======== Supplied records
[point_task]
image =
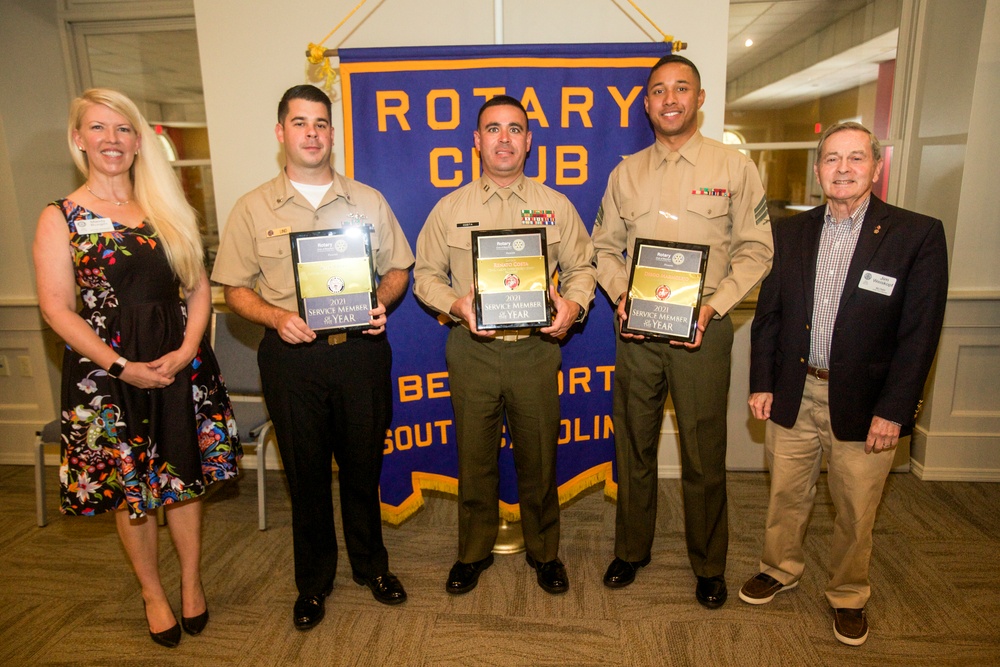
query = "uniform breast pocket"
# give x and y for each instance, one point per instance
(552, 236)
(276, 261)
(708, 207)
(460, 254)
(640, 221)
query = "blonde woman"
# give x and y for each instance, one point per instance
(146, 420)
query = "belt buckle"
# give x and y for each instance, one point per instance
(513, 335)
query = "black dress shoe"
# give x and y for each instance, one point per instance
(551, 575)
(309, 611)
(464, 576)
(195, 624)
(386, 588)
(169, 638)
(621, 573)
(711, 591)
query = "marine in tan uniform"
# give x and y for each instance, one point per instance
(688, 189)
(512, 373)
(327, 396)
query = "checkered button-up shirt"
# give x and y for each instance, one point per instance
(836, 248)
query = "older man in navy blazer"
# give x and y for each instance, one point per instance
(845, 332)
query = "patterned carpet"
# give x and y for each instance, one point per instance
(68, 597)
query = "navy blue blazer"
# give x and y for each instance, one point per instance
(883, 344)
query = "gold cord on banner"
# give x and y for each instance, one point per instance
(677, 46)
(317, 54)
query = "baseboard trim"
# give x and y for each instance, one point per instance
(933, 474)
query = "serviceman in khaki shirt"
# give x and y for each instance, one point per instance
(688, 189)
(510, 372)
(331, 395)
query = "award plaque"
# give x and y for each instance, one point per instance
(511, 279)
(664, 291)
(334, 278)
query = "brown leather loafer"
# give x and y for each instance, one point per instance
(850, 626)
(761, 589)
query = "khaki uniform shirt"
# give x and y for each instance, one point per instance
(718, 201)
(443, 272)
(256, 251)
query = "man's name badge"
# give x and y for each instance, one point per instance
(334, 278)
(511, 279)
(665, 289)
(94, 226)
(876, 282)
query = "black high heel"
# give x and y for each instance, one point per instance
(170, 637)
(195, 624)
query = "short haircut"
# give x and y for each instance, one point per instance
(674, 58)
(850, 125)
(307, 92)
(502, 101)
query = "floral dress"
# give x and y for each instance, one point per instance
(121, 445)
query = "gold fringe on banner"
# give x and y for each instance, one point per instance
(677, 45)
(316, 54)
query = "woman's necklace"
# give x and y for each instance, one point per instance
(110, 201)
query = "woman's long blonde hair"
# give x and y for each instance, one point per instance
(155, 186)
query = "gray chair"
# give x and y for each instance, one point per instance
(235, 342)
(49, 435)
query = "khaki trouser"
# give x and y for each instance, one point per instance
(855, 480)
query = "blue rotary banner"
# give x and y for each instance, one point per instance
================
→ **Direction**: Restate the records above in full, word for word. Keep pictures out.

→ **Output below**:
[point_task]
image =
query = "uniform breast pocket"
# give x and y for each instance, one point per instance
(552, 236)
(276, 261)
(708, 207)
(460, 254)
(640, 221)
query = "blonde woman"
# give x and y for each instance, one point per instance
(146, 420)
query = "belt buckle"
# give x and y for each instance, one point per instance
(513, 335)
query = "black dress shoe"
# give x and y for each instance, one point per instance
(551, 575)
(309, 611)
(464, 576)
(195, 624)
(386, 588)
(169, 638)
(621, 573)
(711, 591)
query = "marine in tan uniform"
# give x and y for each instance, one point per instance
(688, 189)
(512, 373)
(327, 396)
query = "checkered button-up shirt"
# give x and y for each instance, one point per instance
(836, 248)
query = "older man in navy blazer"
# give x and y for each instance, one point per instance
(845, 332)
query = "patterned carpet"
# give x and y for each instance, one point per instance
(68, 597)
query = "navy blue blazer"
# give x and y for each instance, one point per instance
(883, 344)
query = "gold cord on banner"
# give x and y for each instance, one point per instance
(677, 46)
(317, 54)
query = "baseboard trim"
# give x and y for each instance, one point per instance
(933, 474)
query = "serviceman in khaki shirt"
# give x and y for each instance, one point per instance
(688, 189)
(510, 372)
(331, 395)
query = "award plaque"
# give x and y for each instance, one point per instance
(511, 279)
(664, 291)
(334, 278)
query = "brown leather loafer"
# give x and y for each instance, one point per instance
(850, 626)
(761, 589)
query = "khaki uniform shirt"
# give x and y for each instance, one point per instance
(718, 201)
(443, 272)
(256, 251)
query = "man's name badge"
# give x and y for each instance, one point per instance
(334, 278)
(511, 279)
(665, 289)
(94, 226)
(876, 282)
query = "black high heel"
# give x and y for each instance, one point per instance
(170, 637)
(195, 624)
query = "short haircut"
# give x and y for each instance, one point per instance
(674, 58)
(850, 125)
(307, 92)
(502, 101)
query = "floral dress"
# give x and y for each instance, one point per instance
(121, 445)
query = "gold fringe on banner"
# give x and y for each instance, one point per instance
(677, 45)
(316, 54)
query = "woman's necklace"
# give x and y for each instance, one point per instance
(110, 201)
query = "woman's long blonde hair"
# give x and y for each instance, one point per instance
(155, 186)
query = "gray chair"
# give x and y for each instance, one point per instance
(235, 342)
(49, 435)
query = "khaki trouser"
# give x and y for each instance, one point per instance
(855, 480)
query = "blue rotary banner"
# give x and y for each instance, one point per instance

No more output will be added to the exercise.